Record excerpts>
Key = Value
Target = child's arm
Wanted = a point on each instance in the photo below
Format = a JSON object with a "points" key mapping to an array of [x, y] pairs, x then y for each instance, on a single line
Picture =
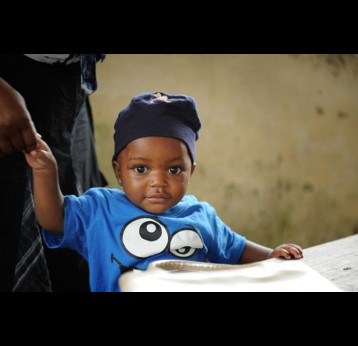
{"points": [[47, 194], [254, 252]]}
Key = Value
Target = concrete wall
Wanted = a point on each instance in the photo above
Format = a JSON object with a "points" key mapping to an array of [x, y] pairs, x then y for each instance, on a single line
{"points": [[278, 152]]}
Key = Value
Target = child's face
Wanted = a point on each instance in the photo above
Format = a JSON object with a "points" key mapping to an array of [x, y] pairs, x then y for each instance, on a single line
{"points": [[155, 172]]}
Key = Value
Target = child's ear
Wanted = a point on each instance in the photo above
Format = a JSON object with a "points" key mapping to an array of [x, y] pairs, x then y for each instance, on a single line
{"points": [[193, 166]]}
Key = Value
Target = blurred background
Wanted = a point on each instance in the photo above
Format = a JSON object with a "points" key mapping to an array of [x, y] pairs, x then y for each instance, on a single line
{"points": [[278, 151]]}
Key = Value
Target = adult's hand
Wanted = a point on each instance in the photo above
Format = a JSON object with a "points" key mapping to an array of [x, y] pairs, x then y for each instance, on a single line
{"points": [[17, 131]]}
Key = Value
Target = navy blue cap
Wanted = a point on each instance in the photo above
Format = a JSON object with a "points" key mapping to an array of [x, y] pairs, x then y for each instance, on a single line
{"points": [[158, 114]]}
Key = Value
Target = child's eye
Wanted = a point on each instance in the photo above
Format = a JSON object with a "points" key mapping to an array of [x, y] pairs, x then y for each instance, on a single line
{"points": [[174, 170], [140, 169]]}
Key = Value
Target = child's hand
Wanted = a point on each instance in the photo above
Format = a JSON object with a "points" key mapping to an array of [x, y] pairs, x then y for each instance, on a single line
{"points": [[287, 251], [41, 157]]}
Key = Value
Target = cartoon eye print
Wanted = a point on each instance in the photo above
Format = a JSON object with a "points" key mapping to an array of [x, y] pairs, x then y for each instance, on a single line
{"points": [[145, 237], [185, 242]]}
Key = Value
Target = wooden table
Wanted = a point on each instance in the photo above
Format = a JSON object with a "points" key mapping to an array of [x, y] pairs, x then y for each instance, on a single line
{"points": [[337, 261]]}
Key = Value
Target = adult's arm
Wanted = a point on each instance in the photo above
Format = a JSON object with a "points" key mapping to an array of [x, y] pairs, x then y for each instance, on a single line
{"points": [[17, 131]]}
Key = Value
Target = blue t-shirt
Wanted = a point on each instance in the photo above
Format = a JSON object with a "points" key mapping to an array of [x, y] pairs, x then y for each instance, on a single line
{"points": [[114, 235]]}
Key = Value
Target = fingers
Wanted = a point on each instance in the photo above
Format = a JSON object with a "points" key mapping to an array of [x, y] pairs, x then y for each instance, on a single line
{"points": [[289, 251], [29, 138]]}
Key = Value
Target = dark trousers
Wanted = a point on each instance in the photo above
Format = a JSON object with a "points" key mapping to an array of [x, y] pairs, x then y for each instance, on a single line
{"points": [[54, 98]]}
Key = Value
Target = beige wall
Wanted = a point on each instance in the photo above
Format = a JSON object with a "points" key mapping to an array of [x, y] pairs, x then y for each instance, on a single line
{"points": [[278, 152]]}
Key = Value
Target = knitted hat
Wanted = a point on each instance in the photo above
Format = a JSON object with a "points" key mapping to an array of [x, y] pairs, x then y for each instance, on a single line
{"points": [[158, 114]]}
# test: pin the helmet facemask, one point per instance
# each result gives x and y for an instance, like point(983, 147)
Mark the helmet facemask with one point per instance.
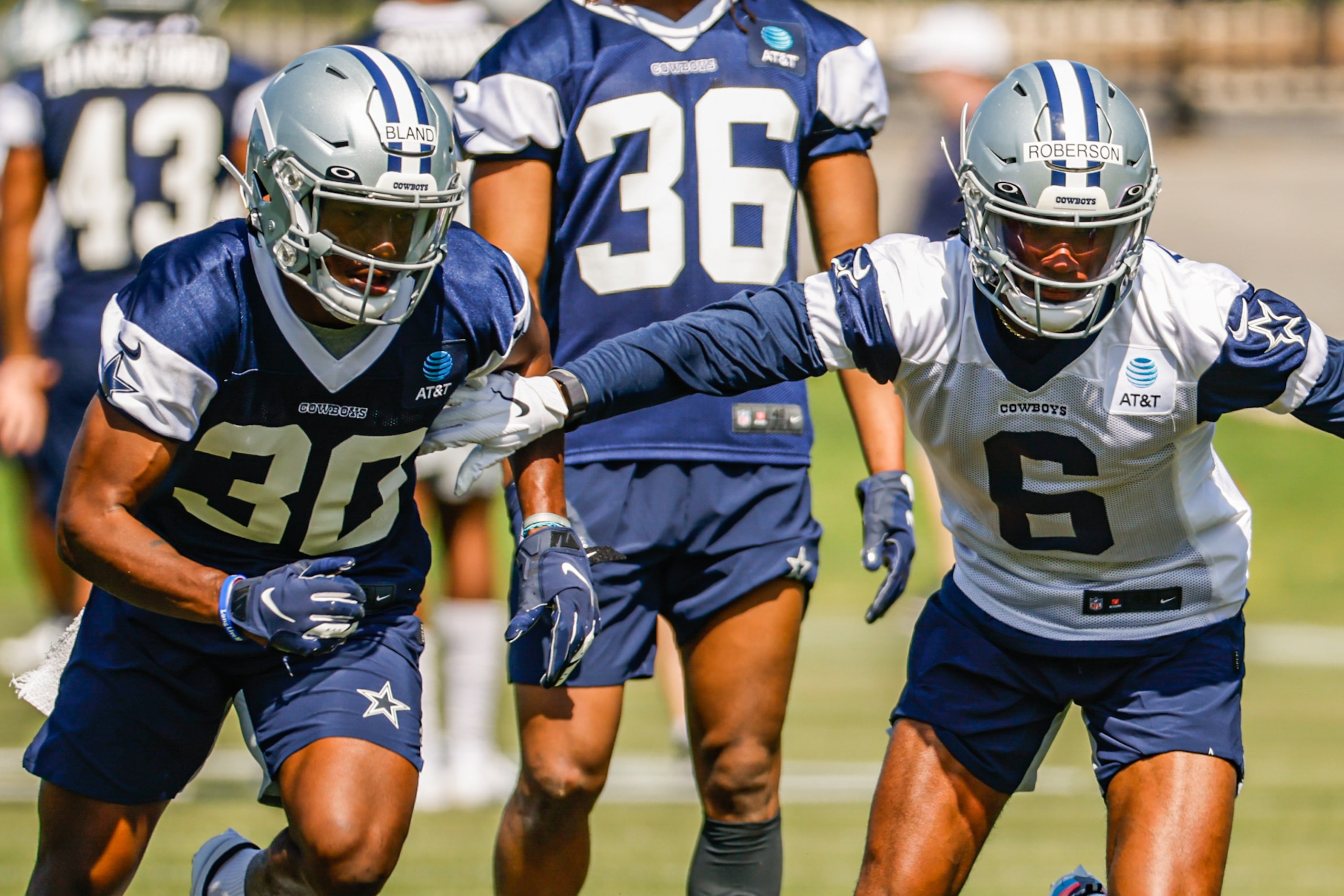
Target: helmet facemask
point(1049, 272)
point(353, 182)
point(1060, 185)
point(363, 266)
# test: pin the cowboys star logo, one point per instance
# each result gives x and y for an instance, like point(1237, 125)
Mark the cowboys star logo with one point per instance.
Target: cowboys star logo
point(1280, 330)
point(382, 703)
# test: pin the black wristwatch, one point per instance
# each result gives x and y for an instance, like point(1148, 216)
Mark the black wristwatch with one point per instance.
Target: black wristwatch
point(574, 396)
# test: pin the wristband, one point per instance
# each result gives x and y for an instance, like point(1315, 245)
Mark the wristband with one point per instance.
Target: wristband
point(545, 521)
point(226, 592)
point(574, 393)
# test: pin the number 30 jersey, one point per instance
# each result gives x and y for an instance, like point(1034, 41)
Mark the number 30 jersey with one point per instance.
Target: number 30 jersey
point(131, 121)
point(678, 149)
point(1081, 484)
point(288, 452)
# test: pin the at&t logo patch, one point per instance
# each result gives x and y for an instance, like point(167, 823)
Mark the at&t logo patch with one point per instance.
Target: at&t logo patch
point(1140, 381)
point(779, 45)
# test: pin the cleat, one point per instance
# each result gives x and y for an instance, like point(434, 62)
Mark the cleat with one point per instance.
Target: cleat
point(1077, 883)
point(211, 855)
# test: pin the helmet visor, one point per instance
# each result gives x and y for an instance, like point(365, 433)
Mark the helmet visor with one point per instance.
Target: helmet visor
point(382, 231)
point(1065, 254)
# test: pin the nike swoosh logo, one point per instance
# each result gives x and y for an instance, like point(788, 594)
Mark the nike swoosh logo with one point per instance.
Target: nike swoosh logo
point(1240, 333)
point(859, 268)
point(569, 569)
point(271, 605)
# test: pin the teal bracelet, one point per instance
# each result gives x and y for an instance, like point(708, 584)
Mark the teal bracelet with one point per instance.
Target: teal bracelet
point(226, 592)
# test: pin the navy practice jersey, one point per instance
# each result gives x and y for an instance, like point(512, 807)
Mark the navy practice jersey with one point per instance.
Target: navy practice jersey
point(678, 152)
point(1083, 490)
point(288, 452)
point(131, 124)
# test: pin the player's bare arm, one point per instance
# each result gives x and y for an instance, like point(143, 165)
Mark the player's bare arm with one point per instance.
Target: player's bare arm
point(115, 465)
point(842, 197)
point(25, 375)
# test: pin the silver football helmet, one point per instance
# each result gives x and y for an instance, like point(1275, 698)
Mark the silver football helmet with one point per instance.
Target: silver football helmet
point(1060, 183)
point(353, 180)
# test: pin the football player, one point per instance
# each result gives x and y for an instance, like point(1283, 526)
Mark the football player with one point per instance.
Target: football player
point(464, 766)
point(30, 32)
point(1065, 375)
point(127, 125)
point(241, 496)
point(642, 162)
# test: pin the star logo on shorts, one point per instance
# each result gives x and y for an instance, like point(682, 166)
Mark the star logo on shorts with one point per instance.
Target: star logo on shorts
point(382, 703)
point(799, 566)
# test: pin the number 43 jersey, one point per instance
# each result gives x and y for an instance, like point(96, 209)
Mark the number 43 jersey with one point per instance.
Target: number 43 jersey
point(131, 121)
point(285, 450)
point(1081, 485)
point(678, 148)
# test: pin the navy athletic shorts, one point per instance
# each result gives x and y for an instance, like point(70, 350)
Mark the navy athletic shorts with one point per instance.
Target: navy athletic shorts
point(697, 538)
point(144, 696)
point(996, 708)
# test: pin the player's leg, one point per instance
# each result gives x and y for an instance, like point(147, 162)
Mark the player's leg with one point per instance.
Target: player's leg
point(349, 804)
point(671, 677)
point(471, 626)
point(929, 819)
point(566, 734)
point(1168, 751)
point(139, 710)
point(86, 845)
point(339, 734)
point(466, 629)
point(738, 671)
point(1170, 823)
point(566, 737)
point(972, 725)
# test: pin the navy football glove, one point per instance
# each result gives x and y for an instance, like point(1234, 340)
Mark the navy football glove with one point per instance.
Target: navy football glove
point(303, 608)
point(889, 534)
point(555, 586)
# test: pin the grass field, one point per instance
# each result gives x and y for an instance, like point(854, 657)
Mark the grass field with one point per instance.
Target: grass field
point(1289, 820)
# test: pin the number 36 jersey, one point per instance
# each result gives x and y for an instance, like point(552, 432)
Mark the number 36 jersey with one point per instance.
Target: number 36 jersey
point(288, 452)
point(678, 148)
point(1081, 485)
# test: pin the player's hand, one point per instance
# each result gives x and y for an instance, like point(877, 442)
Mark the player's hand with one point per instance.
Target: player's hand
point(303, 608)
point(555, 589)
point(499, 414)
point(25, 381)
point(889, 534)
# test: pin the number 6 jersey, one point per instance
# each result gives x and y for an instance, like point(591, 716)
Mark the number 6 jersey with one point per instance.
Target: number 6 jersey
point(287, 449)
point(678, 148)
point(1078, 477)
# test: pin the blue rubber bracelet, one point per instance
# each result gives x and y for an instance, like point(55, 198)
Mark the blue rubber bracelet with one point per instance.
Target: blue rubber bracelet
point(225, 593)
point(542, 526)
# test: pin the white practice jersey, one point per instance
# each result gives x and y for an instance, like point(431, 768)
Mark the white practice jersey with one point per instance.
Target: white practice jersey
point(1083, 492)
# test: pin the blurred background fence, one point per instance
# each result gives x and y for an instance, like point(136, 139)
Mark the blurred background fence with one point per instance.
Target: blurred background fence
point(1180, 58)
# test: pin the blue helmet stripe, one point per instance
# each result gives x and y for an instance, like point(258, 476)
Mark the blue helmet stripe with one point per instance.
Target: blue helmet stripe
point(421, 111)
point(1090, 113)
point(385, 93)
point(1057, 113)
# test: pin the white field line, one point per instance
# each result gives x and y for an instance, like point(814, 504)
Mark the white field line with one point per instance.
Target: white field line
point(666, 780)
point(634, 780)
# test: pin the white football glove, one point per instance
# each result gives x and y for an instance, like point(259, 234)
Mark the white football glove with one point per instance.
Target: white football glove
point(499, 414)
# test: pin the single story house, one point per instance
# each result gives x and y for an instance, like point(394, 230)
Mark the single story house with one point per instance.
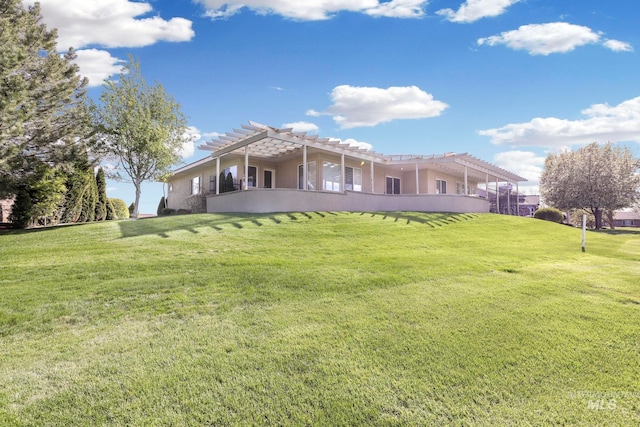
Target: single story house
point(262, 169)
point(626, 219)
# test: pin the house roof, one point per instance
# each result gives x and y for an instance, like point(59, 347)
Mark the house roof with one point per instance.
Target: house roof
point(269, 142)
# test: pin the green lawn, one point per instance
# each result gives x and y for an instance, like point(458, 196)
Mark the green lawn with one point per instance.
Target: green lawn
point(320, 318)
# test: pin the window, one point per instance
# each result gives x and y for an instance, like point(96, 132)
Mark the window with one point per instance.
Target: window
point(353, 179)
point(393, 185)
point(228, 179)
point(311, 176)
point(331, 176)
point(252, 179)
point(212, 184)
point(268, 178)
point(195, 185)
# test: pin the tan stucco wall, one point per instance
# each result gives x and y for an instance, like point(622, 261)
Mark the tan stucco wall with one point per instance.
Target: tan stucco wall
point(286, 176)
point(287, 200)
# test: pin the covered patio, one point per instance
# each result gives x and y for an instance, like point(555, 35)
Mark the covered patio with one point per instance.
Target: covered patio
point(279, 170)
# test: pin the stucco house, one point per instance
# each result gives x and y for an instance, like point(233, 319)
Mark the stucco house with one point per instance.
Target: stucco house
point(626, 219)
point(262, 169)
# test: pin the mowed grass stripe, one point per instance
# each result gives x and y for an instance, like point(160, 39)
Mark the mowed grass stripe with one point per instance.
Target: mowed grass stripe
point(319, 318)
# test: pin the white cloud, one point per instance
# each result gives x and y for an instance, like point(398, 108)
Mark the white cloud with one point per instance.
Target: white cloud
point(554, 37)
point(524, 163)
point(110, 23)
point(97, 65)
point(369, 106)
point(618, 46)
point(398, 9)
point(190, 137)
point(302, 127)
point(603, 123)
point(473, 10)
point(314, 10)
point(544, 39)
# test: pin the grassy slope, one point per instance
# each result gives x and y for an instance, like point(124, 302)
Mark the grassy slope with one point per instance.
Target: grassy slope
point(322, 318)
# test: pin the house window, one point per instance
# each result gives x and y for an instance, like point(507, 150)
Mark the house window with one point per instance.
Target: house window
point(228, 179)
point(393, 185)
point(311, 176)
point(353, 179)
point(212, 184)
point(252, 179)
point(195, 185)
point(267, 182)
point(331, 176)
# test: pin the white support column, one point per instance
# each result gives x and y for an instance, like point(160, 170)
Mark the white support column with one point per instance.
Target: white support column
point(486, 186)
point(217, 175)
point(245, 184)
point(466, 182)
point(343, 181)
point(304, 167)
point(497, 195)
point(372, 177)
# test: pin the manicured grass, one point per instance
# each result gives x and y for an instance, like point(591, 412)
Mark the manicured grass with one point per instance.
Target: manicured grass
point(320, 318)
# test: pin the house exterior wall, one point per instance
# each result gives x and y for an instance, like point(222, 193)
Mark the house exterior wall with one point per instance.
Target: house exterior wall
point(286, 177)
point(288, 200)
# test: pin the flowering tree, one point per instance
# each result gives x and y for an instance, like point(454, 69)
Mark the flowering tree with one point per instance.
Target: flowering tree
point(595, 178)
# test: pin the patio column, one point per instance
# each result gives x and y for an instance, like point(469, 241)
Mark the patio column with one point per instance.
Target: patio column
point(217, 175)
point(245, 184)
point(517, 199)
point(497, 195)
point(486, 186)
point(466, 182)
point(342, 184)
point(304, 167)
point(372, 180)
point(508, 198)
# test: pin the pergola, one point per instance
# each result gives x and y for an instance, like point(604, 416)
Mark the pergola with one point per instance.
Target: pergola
point(261, 141)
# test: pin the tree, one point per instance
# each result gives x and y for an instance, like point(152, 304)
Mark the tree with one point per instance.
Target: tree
point(141, 127)
point(101, 202)
point(119, 208)
point(80, 187)
point(39, 196)
point(44, 119)
point(595, 178)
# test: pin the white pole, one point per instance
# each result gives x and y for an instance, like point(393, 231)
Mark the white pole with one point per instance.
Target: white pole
point(304, 167)
point(217, 175)
point(246, 167)
point(584, 232)
point(372, 178)
point(343, 180)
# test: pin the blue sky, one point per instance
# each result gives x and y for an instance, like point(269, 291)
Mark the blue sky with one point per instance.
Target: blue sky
point(505, 80)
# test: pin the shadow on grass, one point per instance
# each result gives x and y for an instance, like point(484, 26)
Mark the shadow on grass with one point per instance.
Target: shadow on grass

Set task> Rewrite the items starting with the line that contains "# test: pin the mowed" and going on through the line that contains "point(544, 39)", substituting "gray cloud" for every occurrence of "white cloud". Give only those lines, with everything else left unchanged.

Solution for this exercise>
# test: pin the mowed grass stripe, one point per instance
# each result gives x and y for an instance, like point(160, 39)
Mark the mowed grass stripe with one point per instance.
Target: mowed grass stripe
point(319, 318)
# test: pin the gray cloud, one point per instance
# each result gives x and y for an instance, like point(398, 108)
Mark the gray cloud with one point per instance.
Target: gray cloud
point(554, 37)
point(524, 163)
point(110, 23)
point(97, 65)
point(369, 106)
point(618, 46)
point(398, 9)
point(190, 137)
point(302, 127)
point(603, 123)
point(473, 10)
point(314, 10)
point(544, 39)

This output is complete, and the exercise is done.